***** Provided information

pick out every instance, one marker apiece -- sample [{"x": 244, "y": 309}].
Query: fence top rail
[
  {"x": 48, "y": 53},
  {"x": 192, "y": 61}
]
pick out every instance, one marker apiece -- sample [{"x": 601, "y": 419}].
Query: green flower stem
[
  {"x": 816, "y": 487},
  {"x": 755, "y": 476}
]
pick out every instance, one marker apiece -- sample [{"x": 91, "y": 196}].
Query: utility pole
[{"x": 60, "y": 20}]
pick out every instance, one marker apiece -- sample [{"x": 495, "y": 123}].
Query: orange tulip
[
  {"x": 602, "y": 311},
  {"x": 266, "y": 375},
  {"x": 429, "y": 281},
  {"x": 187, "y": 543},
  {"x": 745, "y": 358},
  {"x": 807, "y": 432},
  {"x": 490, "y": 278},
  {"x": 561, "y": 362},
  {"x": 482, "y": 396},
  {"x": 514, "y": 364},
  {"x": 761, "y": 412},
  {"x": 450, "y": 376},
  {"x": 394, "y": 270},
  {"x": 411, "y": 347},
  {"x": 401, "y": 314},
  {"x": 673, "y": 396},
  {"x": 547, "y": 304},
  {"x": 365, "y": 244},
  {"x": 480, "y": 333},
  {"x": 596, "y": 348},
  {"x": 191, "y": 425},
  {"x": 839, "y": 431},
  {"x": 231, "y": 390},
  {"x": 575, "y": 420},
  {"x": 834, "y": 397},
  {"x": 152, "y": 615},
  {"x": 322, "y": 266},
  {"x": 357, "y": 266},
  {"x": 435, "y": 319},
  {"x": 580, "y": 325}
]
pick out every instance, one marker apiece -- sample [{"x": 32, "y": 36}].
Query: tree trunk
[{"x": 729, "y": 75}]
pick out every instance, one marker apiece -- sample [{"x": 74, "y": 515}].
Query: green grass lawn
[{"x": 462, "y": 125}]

**********

### Challenge
Format every line of the rows above as a numbered list, omitting any blank lines.

### Solution
1. pick out every instance, one marker apiece -- sample [{"x": 244, "y": 309}].
2. Query: fence top rail
3. [
4.   {"x": 48, "y": 53},
5.   {"x": 192, "y": 61}
6. ]
7. pick out every instance, one marker apiece -- sample [{"x": 601, "y": 419}].
8. Query: green flower stem
9. [
10.   {"x": 816, "y": 487},
11.   {"x": 755, "y": 476}
12. ]
13. pick out every instance, one marker apiece -- sample [{"x": 91, "y": 196}].
14. Query: utility pole
15. [{"x": 60, "y": 20}]
16. pick out every instance, one marker apiece -- sample [{"x": 495, "y": 123}].
17. Query: orange tulip
18. [
19.   {"x": 602, "y": 311},
20.   {"x": 266, "y": 375},
21.   {"x": 429, "y": 281},
22.   {"x": 187, "y": 543},
23.   {"x": 745, "y": 358},
24.   {"x": 807, "y": 432},
25.   {"x": 490, "y": 278},
26.   {"x": 561, "y": 362},
27.   {"x": 482, "y": 396},
28.   {"x": 514, "y": 364},
29.   {"x": 761, "y": 412},
30.   {"x": 450, "y": 376},
31.   {"x": 394, "y": 270},
32.   {"x": 411, "y": 347},
33.   {"x": 401, "y": 314},
34.   {"x": 673, "y": 396},
35.   {"x": 547, "y": 304},
36.   {"x": 365, "y": 244},
37.   {"x": 480, "y": 333},
38.   {"x": 596, "y": 348},
39.   {"x": 191, "y": 425},
40.   {"x": 839, "y": 431},
41.   {"x": 231, "y": 390},
42.   {"x": 575, "y": 420},
43.   {"x": 834, "y": 397},
44.   {"x": 152, "y": 615},
45.   {"x": 322, "y": 266},
46.   {"x": 357, "y": 266},
47.   {"x": 435, "y": 319},
48.   {"x": 580, "y": 325}
49. ]
50. pick out every instance, one marker apiece -- sample [{"x": 32, "y": 36}].
51. Query: tree trunk
52. [{"x": 729, "y": 75}]
53. pick out every instance, one marker apiece -- sample [{"x": 74, "y": 515}].
54. Query: green grass lawn
55. [{"x": 462, "y": 125}]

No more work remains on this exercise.